■ Task requirements: Rewrite the listing below, swapping every "instance" for "occurrence" and leaving all other text as it is.

-- Input for this task start --

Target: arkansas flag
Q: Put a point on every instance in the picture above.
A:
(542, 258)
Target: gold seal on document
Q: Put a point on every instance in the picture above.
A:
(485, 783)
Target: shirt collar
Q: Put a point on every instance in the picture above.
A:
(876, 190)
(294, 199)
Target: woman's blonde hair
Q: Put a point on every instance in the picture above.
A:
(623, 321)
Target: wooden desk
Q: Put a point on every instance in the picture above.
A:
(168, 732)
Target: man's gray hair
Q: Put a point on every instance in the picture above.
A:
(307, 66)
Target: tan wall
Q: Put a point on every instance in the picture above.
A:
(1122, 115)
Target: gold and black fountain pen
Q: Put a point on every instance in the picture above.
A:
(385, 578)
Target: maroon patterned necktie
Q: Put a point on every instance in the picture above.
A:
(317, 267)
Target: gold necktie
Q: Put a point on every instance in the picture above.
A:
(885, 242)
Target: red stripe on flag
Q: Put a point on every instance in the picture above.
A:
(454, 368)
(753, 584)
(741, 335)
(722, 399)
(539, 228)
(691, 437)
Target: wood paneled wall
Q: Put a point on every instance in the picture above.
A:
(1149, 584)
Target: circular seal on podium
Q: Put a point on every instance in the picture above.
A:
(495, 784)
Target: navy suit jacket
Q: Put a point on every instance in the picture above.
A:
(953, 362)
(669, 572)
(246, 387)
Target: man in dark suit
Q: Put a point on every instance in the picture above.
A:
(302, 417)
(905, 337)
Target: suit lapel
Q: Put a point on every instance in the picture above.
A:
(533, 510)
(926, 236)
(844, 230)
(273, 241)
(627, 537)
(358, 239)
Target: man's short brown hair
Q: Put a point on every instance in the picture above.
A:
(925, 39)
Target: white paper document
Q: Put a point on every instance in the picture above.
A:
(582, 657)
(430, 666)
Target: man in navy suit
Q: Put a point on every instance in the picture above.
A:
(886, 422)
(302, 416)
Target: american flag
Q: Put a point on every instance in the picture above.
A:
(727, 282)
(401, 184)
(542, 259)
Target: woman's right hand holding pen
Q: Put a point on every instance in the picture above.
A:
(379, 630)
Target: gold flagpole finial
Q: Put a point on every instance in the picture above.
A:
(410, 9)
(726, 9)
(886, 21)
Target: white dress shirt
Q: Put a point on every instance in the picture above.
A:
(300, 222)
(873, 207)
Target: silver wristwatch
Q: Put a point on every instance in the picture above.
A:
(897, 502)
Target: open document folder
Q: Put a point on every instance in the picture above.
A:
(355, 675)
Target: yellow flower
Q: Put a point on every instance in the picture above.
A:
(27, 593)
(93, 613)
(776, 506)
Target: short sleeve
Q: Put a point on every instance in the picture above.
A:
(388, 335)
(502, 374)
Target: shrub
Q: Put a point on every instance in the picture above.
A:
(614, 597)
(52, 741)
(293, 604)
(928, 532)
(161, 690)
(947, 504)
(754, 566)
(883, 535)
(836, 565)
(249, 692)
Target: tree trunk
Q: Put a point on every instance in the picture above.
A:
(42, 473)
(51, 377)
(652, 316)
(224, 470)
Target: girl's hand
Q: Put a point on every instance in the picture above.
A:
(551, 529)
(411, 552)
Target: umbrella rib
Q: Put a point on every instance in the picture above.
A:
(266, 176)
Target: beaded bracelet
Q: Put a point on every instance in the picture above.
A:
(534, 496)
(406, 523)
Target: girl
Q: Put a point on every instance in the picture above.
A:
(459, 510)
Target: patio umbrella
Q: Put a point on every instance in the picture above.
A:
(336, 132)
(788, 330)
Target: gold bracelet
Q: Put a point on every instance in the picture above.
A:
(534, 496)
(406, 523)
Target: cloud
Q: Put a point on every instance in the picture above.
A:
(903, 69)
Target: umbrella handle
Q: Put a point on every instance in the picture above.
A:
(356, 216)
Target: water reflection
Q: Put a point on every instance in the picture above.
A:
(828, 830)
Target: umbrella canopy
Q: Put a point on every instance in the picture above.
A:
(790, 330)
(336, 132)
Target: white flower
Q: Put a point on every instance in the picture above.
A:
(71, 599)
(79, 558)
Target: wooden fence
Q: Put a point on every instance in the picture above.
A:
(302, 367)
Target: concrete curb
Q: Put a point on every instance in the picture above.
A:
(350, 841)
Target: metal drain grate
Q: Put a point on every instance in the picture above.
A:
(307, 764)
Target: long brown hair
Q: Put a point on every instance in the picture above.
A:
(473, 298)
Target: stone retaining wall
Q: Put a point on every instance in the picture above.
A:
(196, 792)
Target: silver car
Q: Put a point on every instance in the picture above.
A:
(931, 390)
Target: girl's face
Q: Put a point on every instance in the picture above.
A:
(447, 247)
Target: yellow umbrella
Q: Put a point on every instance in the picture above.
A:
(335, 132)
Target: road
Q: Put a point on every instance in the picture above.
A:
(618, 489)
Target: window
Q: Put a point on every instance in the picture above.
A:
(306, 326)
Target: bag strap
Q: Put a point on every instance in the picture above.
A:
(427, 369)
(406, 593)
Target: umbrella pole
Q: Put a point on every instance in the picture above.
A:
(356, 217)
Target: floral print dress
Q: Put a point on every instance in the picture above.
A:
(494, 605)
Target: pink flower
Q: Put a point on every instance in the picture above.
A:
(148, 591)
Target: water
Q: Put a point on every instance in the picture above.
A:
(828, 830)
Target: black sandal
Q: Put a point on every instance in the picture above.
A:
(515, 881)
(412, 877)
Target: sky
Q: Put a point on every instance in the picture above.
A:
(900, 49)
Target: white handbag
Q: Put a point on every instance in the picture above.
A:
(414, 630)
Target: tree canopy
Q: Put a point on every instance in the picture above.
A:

-- Input for this task end --

■ Expected answer:
Target: arkansas flag
Q: Put a point on every occurrence in the picture above.
A:
(542, 258)
Target: gold seal on document
Q: Put a point on every occurrence in the picture above.
A:
(485, 783)
Target: shirt collar
Q: Put a point on every occurrence in the picture above.
A:
(876, 190)
(294, 199)
Target: woman's blonde hair
Q: Put a point on every occurrence in the picture above.
A:
(623, 321)
Target: wooden desk
Q: Put a point on every occurrence in the picture above.
A:
(168, 732)
Target: man's gray hair
Q: Put a point on every occurrence in the picture above.
A:
(307, 66)
Target: tan wall
Q: Put a point on every occurrence in the picture above.
A:
(1122, 115)
Target: gold and black fountain pen
Q: Put a point on every occurrence in the picture above.
A:
(385, 578)
Target: maroon patterned necktie
Q: Put a point on every occurrence in the picture above.
A:
(317, 267)
Target: gold necktie
Q: Put a point on every occurrence in the picture above.
A:
(885, 242)
Target: red stripe on flag
Q: Put a point on every occurrence in the picture above.
A:
(454, 368)
(753, 584)
(741, 335)
(722, 399)
(539, 228)
(691, 437)
Target: wood paneled wall
Q: Put a point on every occurrence in the picture above.
A:
(1149, 584)
Target: circular seal on podium
Q: Put a point on every occurrence in the picture above.
A:
(495, 784)
Target: navy suit jacket
Q: Put a point on every occurrence in the picture above.
A:
(953, 362)
(669, 572)
(246, 387)
Target: man in dark suit
Q: Put a point on every occurrence in the picture above.
A:
(302, 417)
(905, 337)
Target: suit lapel
Q: Put a point on every occurrence in the picture above.
A:
(533, 510)
(926, 236)
(844, 230)
(273, 241)
(627, 537)
(358, 239)
Target: man's short brown hair
Q: Put a point on every occurrence in the picture above.
A:
(925, 39)
Target: white paper document
Q: Put a point on every occurrence in the picture above.
A:
(582, 657)
(430, 666)
Target: man in navy suit
Q: Put a point on every occurrence in the picture above.
A:
(886, 422)
(302, 416)
Target: american flag
Q: Put a point on every occurrence in the picture above.
A:
(727, 282)
(401, 184)
(542, 259)
Target: woman's right hand holding pen
Q: Put a point on every occurrence in the picture above.
A:
(379, 630)
Target: gold flagpole finial
Q: Put a point on every occurrence in the picture above.
A:
(410, 9)
(726, 9)
(886, 21)
Target: white dress shirt
Q: Put a point on every occurrence in the picture above.
A:
(300, 222)
(873, 207)
Target: silver wristwatch
Q: Put a point on every occurrence in the picture above.
A:
(897, 502)
Target: open document folder
Q: Put a point on every occurrence in the picture above.
A:
(355, 675)
Target: yellow flower
Q: Put a point on every occurrence in the picture above.
A:
(27, 593)
(93, 613)
(776, 506)
Target: short sleeve
Q: Put a point on every occurrence in the picture above.
A:
(388, 335)
(502, 374)
Target: shrub
Q: Put a point on every occurrence in the picture above.
A:
(614, 597)
(52, 741)
(293, 604)
(928, 532)
(161, 690)
(947, 504)
(754, 566)
(883, 535)
(836, 565)
(249, 692)
Target: tree trunk
Q: Put a point on every occurrence in the picture above.
A:
(42, 473)
(51, 377)
(652, 316)
(224, 470)
Target: girl's hand
Q: Put a point on every occurrence in the picture above.
A:
(551, 529)
(411, 552)
Target: umbrella rib
Q: Put a point on every occurrence in the picture above.
A:
(266, 176)
Target: beaded bracelet
Q: Put a point on every occurrence in the picture above.
A:
(534, 496)
(406, 523)
Target: girl
Q: Put a point on every occurrence in the picture above.
A:
(459, 510)
Target: patio umbrella
Q: Put a point on every occurrence in the picture above.
A:
(336, 132)
(788, 330)
Target: gold bracelet
Q: Put a point on every occurrence in the picture above.
A:
(534, 496)
(406, 523)
Target: cloud
Q: Put a point on every occurrence in the picture above.
A:
(903, 69)
Target: umbrella handle
Q: Put a point on every occurrence in the picture above.
A:
(356, 216)
Target: water reflection
Q: Put a point on every occurrence in the picture above.
A:
(828, 830)
Target: umbrella canopy
Q: Put a point on every occurrence in the picture above.
A:
(790, 330)
(336, 132)
Target: white flower
Q: Put a point on every occurrence in the picture above.
A:
(71, 599)
(79, 558)
Target: wooden fence
Q: Put a point on every occurrence in the picture above.
A:
(302, 367)
Target: concrete curb
Q: Put a point on every occurrence in the picture above.
A:
(350, 841)
Target: metal drain grate
Q: Put a point on every occurrence in the picture above.
A:
(307, 764)
Target: long brown hair
Q: Put a point on every occurrence in the picture above.
A:
(473, 298)
Target: stone retaining wall
Q: Put a point on every occurrence in the picture above.
A:
(196, 792)
Target: silver car
Q: Put a point on every occurrence in the picture above.
A:
(931, 390)
Target: girl's face
Q: Put a point on every occurrence in the picture above.
A:
(447, 247)
Target: yellow umbrella
Q: Put a point on every occurrence in the picture above.
A:
(335, 132)
Target: road
Q: Put a point on every occurrence in the picture above.
A:
(618, 489)
Target: window
Q: Put a point on every occurrence in the picture above.
A:
(306, 326)
Target: bag strap
Q: Put a point on every occurrence in the picture above.
A:
(427, 369)
(406, 593)
Target: umbrella pole
Q: Put a point on every occurrence in the picture above.
A:
(356, 217)
Target: floral print dress
Q: Put a point on every occurrence in the picture above.
A:
(494, 605)
Target: pink flower
Q: Put a point on every occurrence in the picture above.
A:
(148, 591)
Target: water
Q: Put a point on every occurrence in the picture above.
A:
(828, 830)
Target: black sandal
Q: Put a point on every occurrence in the picture above.
A:
(515, 881)
(412, 877)
Target: sky
Q: Put a point on every occurrence in the picture above.
A:
(900, 49)
Target: white handbag
Q: Put a point on every occurrence in the picture above.
A:
(414, 630)
Target: tree canopy
Q: Put a point on every occurrence in the picture above.
A:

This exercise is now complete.